Windows Server Failover Clustering (WSFC) is a powerful technology in the Microsoft arsenal of offerings. Unfortunately, it was designed for data centers under the assumption that it would be running on physical servers with copper wires running between them. Wouldn’t it be nice to be able to bring WSFC capabilities to the public cloud?

From Microsoft’s description, a failover cluster is a group of independent computers that work together to increase the availability and scalability of clustered roles (formerly called clustered applications and services). These clustered servers (called nodes) are connected by physical cables and software. If one or more of the clustered nodes fails, other nodes begin to provide service (a process known as failover). In addition, the clustered roles are proactively monitored to verify that they are working properly. If clustered roles are not working, they are automatically restarted or moved to another node.

Failover clusters also offer Cluster Shared Volume (CSV) functionality, providing a consistent, distributed namespace that clustered roles can use to access shared storage from all clustered nodes. With the Failover Clustering feature users experience a minimum of disruptions in service.

Implementing WSFC in the cloud is difficult because even though we have plenty of software, we lack physical cables. In this example we will use Cohesive Networks VNS3 in order to virtualize the wires necessary to trick WSFC into working.

The configuration documentation for WSFC states that each server needs to run in its own subnet. A /29 works well as you lose the top and bottom addresses for gateway and broadcast, leaving you with 6 available addresses. As we will see, you will assign the first and second low addresses, leaving you with an additional 4 addresses to be used for listeners and or cluster roles.

Our first step is to get our virtual servers to believe that they are in defined subnets even though they are in fact in a flat overlay network. Underneath they can exist in the same VPC subnet or across various VPC/VNETs. This approach allows you to run a cluster across cloud providers and across regions. You can even add members in a data center, just so long as all Windows servers are connected to the same overlay network.

So lets say we have an overlay network of 172.16.8.0/24 and we have carved out three /29s:

172.16.8.56/29
172.16.8.64/29
172.16.8.72/29

The above should be done when you import your license, where you can choose custom and define your overlay addresses.

Let’s also assume we have a pair of Active Directory domain controllers assigned 172.16.0.1 and 172.16.0.2.

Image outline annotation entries
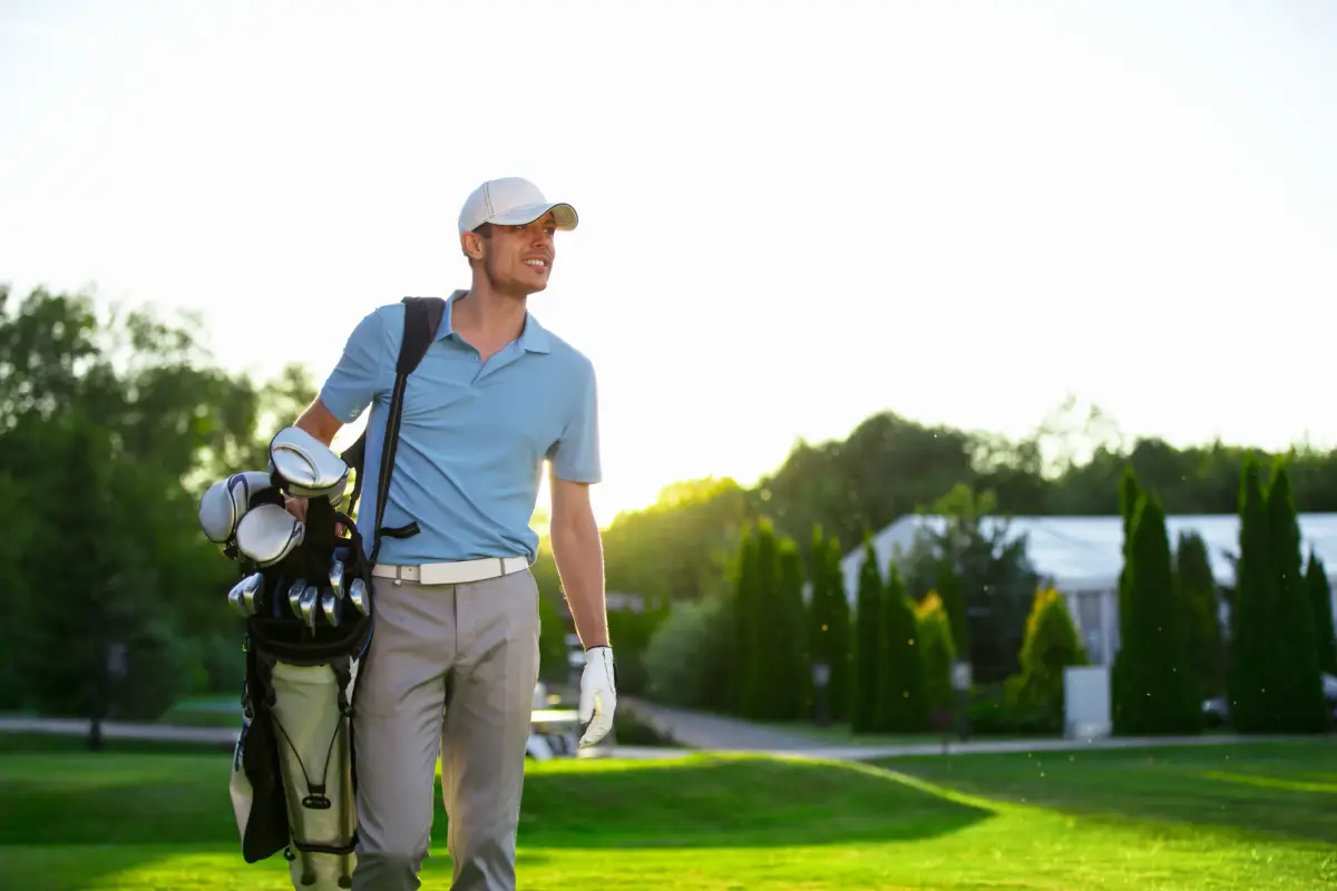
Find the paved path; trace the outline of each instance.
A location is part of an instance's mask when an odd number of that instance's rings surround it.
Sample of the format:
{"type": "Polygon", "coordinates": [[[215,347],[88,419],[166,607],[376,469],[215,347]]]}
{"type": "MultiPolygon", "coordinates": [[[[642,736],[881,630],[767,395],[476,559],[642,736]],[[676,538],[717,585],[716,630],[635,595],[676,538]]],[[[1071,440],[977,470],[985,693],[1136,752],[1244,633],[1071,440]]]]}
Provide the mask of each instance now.
{"type": "MultiPolygon", "coordinates": [[[[662,735],[687,748],[714,752],[749,752],[787,755],[848,761],[866,761],[909,755],[968,755],[988,752],[1074,752],[1090,749],[1148,748],[1170,745],[1226,745],[1238,743],[1294,741],[1294,736],[1120,736],[1099,739],[1039,740],[972,740],[963,743],[944,737],[940,741],[898,745],[833,745],[797,733],[753,724],[721,715],[703,715],[632,697],[618,697],[626,708],[662,735]]],[[[1337,741],[1337,736],[1330,737],[1337,741]]],[[[673,749],[667,749],[673,751],[673,749]]]]}

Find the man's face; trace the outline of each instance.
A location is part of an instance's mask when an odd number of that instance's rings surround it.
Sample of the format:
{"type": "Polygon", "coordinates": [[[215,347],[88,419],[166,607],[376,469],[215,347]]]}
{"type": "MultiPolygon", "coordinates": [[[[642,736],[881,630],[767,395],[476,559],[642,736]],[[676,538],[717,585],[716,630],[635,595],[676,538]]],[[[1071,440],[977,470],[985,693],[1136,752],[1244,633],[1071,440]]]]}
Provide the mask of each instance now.
{"type": "Polygon", "coordinates": [[[492,226],[481,240],[483,274],[493,290],[527,297],[548,286],[556,258],[552,214],[528,226],[492,226]]]}

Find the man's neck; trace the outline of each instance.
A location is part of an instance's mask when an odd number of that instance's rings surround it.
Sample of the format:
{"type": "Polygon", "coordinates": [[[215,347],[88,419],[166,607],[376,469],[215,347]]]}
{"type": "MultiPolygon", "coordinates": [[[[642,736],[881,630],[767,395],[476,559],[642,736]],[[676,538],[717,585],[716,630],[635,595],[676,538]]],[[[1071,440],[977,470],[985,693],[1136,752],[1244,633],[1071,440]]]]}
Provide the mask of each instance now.
{"type": "Polygon", "coordinates": [[[523,297],[497,294],[480,282],[457,298],[451,307],[451,327],[468,341],[500,346],[524,331],[528,301],[523,297]]]}

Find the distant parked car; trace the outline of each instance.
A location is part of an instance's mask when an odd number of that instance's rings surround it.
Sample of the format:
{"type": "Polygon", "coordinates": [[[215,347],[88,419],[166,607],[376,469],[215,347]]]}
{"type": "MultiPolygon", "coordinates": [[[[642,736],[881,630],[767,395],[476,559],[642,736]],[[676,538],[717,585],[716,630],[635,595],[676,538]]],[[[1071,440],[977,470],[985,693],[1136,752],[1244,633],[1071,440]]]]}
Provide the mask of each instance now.
{"type": "MultiPolygon", "coordinates": [[[[1324,700],[1337,721],[1337,676],[1324,675],[1324,700]]],[[[1230,721],[1230,705],[1225,696],[1203,700],[1202,713],[1207,717],[1209,727],[1223,727],[1230,721]]]]}

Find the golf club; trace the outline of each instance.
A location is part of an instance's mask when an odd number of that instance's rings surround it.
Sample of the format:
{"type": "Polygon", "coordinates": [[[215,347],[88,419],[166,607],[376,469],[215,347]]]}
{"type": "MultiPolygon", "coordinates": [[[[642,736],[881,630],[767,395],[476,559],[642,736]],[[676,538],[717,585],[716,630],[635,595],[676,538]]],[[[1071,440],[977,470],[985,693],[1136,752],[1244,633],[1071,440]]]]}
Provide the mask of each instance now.
{"type": "Polygon", "coordinates": [[[333,590],[326,590],[321,594],[321,612],[325,614],[325,621],[338,628],[344,617],[344,601],[336,597],[333,590]]]}
{"type": "Polygon", "coordinates": [[[298,618],[302,617],[302,592],[306,590],[306,580],[298,578],[293,582],[291,588],[287,589],[287,606],[293,610],[293,614],[298,618]]]}
{"type": "Polygon", "coordinates": [[[344,561],[338,557],[330,564],[330,590],[337,600],[344,600],[344,561]]]}
{"type": "Polygon", "coordinates": [[[308,585],[306,590],[302,592],[302,600],[297,604],[302,613],[302,622],[316,631],[316,610],[318,606],[320,592],[316,585],[308,585]]]}
{"type": "Polygon", "coordinates": [[[348,586],[348,602],[353,604],[353,609],[366,614],[366,582],[361,578],[354,578],[353,584],[348,586]]]}

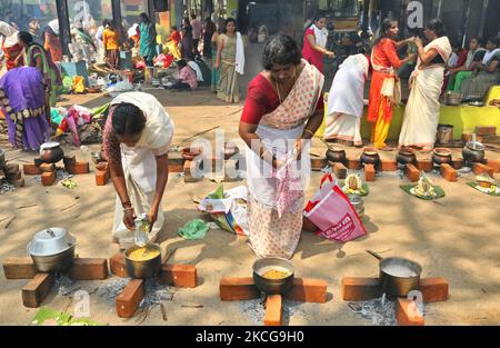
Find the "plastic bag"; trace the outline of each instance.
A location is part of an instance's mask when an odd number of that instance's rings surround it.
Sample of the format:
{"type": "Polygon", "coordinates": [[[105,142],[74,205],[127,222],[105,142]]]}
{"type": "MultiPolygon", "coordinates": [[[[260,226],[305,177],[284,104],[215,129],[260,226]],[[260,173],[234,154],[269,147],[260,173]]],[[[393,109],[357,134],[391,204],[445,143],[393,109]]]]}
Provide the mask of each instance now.
{"type": "Polygon", "coordinates": [[[321,179],[320,190],[303,216],[319,228],[318,236],[330,240],[346,242],[367,235],[348,197],[329,173],[321,179]]]}

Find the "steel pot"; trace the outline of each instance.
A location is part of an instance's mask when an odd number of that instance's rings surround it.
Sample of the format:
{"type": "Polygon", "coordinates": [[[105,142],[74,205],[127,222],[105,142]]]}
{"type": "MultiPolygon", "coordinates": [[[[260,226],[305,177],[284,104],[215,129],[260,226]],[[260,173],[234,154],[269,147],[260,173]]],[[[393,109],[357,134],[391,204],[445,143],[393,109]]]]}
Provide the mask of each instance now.
{"type": "Polygon", "coordinates": [[[380,255],[367,250],[379,262],[379,284],[383,292],[407,297],[408,292],[420,288],[422,267],[409,259],[400,257],[382,258],[380,255]]]}
{"type": "Polygon", "coordinates": [[[373,165],[377,170],[380,168],[380,155],[376,148],[364,148],[360,157],[361,165],[373,165]]]}
{"type": "Polygon", "coordinates": [[[481,142],[469,141],[462,149],[462,157],[466,163],[482,162],[484,160],[484,146],[481,142]]]}
{"type": "Polygon", "coordinates": [[[158,275],[161,268],[161,248],[157,245],[149,245],[148,246],[149,249],[160,251],[160,253],[157,257],[144,261],[131,260],[129,258],[130,252],[140,248],[141,247],[139,246],[132,246],[124,252],[127,271],[129,274],[129,277],[138,279],[154,277],[156,275],[158,275]]]}
{"type": "Polygon", "coordinates": [[[287,259],[278,257],[258,259],[253,262],[252,269],[256,287],[267,295],[282,295],[293,286],[293,265],[287,259]],[[283,269],[290,275],[281,279],[269,279],[263,277],[269,269],[283,269]]]}
{"type": "Polygon", "coordinates": [[[37,232],[28,243],[34,268],[41,272],[67,270],[74,259],[77,240],[63,228],[53,227],[37,232]]]}
{"type": "Polygon", "coordinates": [[[436,148],[432,151],[432,162],[438,167],[444,163],[451,165],[451,151],[446,148],[436,148]]]}
{"type": "Polygon", "coordinates": [[[56,255],[34,256],[31,255],[34,268],[40,272],[64,271],[73,265],[74,246],[56,255]]]}
{"type": "Polygon", "coordinates": [[[417,156],[414,155],[414,150],[410,148],[402,148],[398,151],[396,156],[396,160],[399,165],[417,165],[417,156]]]}
{"type": "Polygon", "coordinates": [[[329,146],[327,150],[327,159],[329,162],[346,162],[346,149],[341,146],[329,146]]]}
{"type": "Polygon", "coordinates": [[[34,163],[57,163],[64,157],[64,151],[59,142],[44,142],[40,146],[40,158],[34,159],[34,163]]]}

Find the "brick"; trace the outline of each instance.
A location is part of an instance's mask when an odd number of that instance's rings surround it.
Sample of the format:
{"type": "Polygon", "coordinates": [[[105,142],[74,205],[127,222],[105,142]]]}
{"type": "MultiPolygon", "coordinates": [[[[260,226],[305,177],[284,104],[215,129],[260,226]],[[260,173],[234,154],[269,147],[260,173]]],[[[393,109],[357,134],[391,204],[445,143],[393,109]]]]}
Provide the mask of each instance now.
{"type": "Polygon", "coordinates": [[[121,278],[128,278],[127,265],[123,252],[117,252],[109,259],[111,274],[121,278]]]}
{"type": "Polygon", "coordinates": [[[434,163],[432,163],[431,159],[419,159],[417,161],[417,168],[420,171],[430,172],[434,168],[434,163]]]}
{"type": "Polygon", "coordinates": [[[120,318],[132,318],[144,297],[142,279],[132,279],[117,297],[117,314],[120,318]]]}
{"type": "Polygon", "coordinates": [[[441,176],[448,181],[457,181],[457,170],[454,170],[450,165],[443,163],[440,166],[441,176]]]}
{"type": "Polygon", "coordinates": [[[163,265],[159,281],[180,288],[194,288],[197,286],[197,267],[193,265],[163,265]]]}
{"type": "Polygon", "coordinates": [[[8,163],[3,168],[3,171],[6,172],[6,176],[13,175],[13,173],[19,171],[19,165],[17,165],[17,163],[8,163]]]}
{"type": "Polygon", "coordinates": [[[292,288],[284,297],[294,301],[324,304],[327,282],[320,279],[294,278],[292,288]]]}
{"type": "Polygon", "coordinates": [[[56,181],[56,171],[43,172],[41,179],[43,186],[51,186],[56,181]]]}
{"type": "Polygon", "coordinates": [[[74,280],[102,280],[108,278],[108,260],[103,258],[76,258],[69,275],[74,280]]]}
{"type": "Polygon", "coordinates": [[[440,302],[448,299],[449,285],[444,278],[420,279],[420,289],[423,302],[440,302]]]}
{"type": "Polygon", "coordinates": [[[328,161],[326,157],[311,157],[311,169],[321,170],[327,167],[328,161]]]}
{"type": "Polygon", "coordinates": [[[8,257],[3,261],[7,279],[33,279],[38,271],[30,257],[8,257]]]}
{"type": "Polygon", "coordinates": [[[364,180],[374,181],[376,170],[373,165],[364,165],[364,180]]]}
{"type": "Polygon", "coordinates": [[[343,163],[334,162],[333,163],[333,172],[337,178],[339,179],[346,179],[347,178],[347,168],[343,166],[343,163]]]}
{"type": "Polygon", "coordinates": [[[342,278],[342,299],[344,301],[366,301],[382,296],[379,278],[342,278]]]}
{"type": "Polygon", "coordinates": [[[11,172],[11,173],[6,173],[6,179],[9,182],[13,182],[13,181],[19,180],[21,178],[22,178],[22,172],[20,170],[16,171],[16,172],[11,172]]]}
{"type": "Polygon", "coordinates": [[[420,178],[420,170],[414,167],[414,165],[409,163],[404,168],[404,176],[410,180],[411,182],[419,181],[420,178]]]}
{"type": "Polygon", "coordinates": [[[398,170],[398,161],[394,159],[382,159],[382,171],[396,171],[398,170]]]}
{"type": "Polygon", "coordinates": [[[38,168],[40,169],[41,172],[54,171],[56,165],[54,163],[41,163],[40,166],[38,166],[38,168]]]}
{"type": "Polygon", "coordinates": [[[453,167],[453,169],[459,170],[460,168],[462,168],[464,166],[464,160],[462,158],[453,158],[451,160],[451,167],[453,167]]]}
{"type": "Polygon", "coordinates": [[[19,189],[20,187],[24,187],[26,182],[24,182],[24,178],[18,179],[18,180],[13,180],[11,182],[13,185],[13,187],[16,187],[17,189],[19,189]]]}
{"type": "Polygon", "coordinates": [[[407,298],[398,298],[396,304],[396,317],[399,326],[423,326],[423,315],[418,309],[417,302],[407,298]]]}
{"type": "Polygon", "coordinates": [[[483,163],[473,163],[472,171],[474,175],[481,175],[483,172],[488,173],[491,178],[493,177],[494,170],[493,168],[486,166],[483,163]]]}
{"type": "Polygon", "coordinates": [[[252,277],[223,277],[219,284],[221,301],[241,301],[260,298],[252,277]]]}
{"type": "Polygon", "coordinates": [[[281,326],[283,316],[281,295],[268,295],[266,299],[266,326],[281,326]]]}
{"type": "Polygon", "coordinates": [[[74,163],[74,167],[73,167],[74,175],[82,175],[82,173],[89,173],[89,172],[90,172],[89,162],[77,161],[77,163],[74,163]]]}
{"type": "Polygon", "coordinates": [[[53,276],[37,274],[33,279],[22,288],[22,304],[24,307],[38,308],[49,295],[53,286],[53,276]]]}
{"type": "Polygon", "coordinates": [[[470,131],[462,132],[462,140],[466,142],[472,141],[472,132],[470,131]]]}
{"type": "Polygon", "coordinates": [[[348,157],[347,162],[348,162],[349,169],[359,170],[361,168],[361,162],[360,162],[359,158],[348,157]]]}
{"type": "Polygon", "coordinates": [[[97,186],[106,186],[109,181],[109,172],[108,171],[96,171],[96,185],[97,186]]]}
{"type": "Polygon", "coordinates": [[[40,168],[37,167],[34,163],[28,163],[22,166],[22,171],[24,172],[24,176],[39,176],[41,175],[40,168]]]}
{"type": "Polygon", "coordinates": [[[476,133],[478,136],[494,136],[497,127],[494,126],[476,126],[476,133]]]}
{"type": "Polygon", "coordinates": [[[487,166],[493,168],[494,172],[500,172],[500,160],[498,159],[488,159],[487,166]]]}

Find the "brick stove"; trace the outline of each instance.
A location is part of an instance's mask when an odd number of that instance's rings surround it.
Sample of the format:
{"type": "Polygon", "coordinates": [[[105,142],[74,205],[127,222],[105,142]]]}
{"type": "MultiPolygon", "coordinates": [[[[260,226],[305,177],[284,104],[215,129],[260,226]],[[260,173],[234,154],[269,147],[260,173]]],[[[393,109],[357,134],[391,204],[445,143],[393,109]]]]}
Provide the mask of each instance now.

WORK TO COMPLETE> Copy word for word the part of the failover clustering text that begins with "Windows Server Failover" and ends with "the public cloud?".

EXPECTED OUTPUT>
Windows Server Failover Clustering (WSFC) is a powerful technology in the Microsoft arsenal of offerings. Unfortunately, it was designed for data centers under the assumption that it would be running on physical servers with copper wires running between them. Wouldn’t it be nice to be able to bring WSFC capabilities to the public cloud?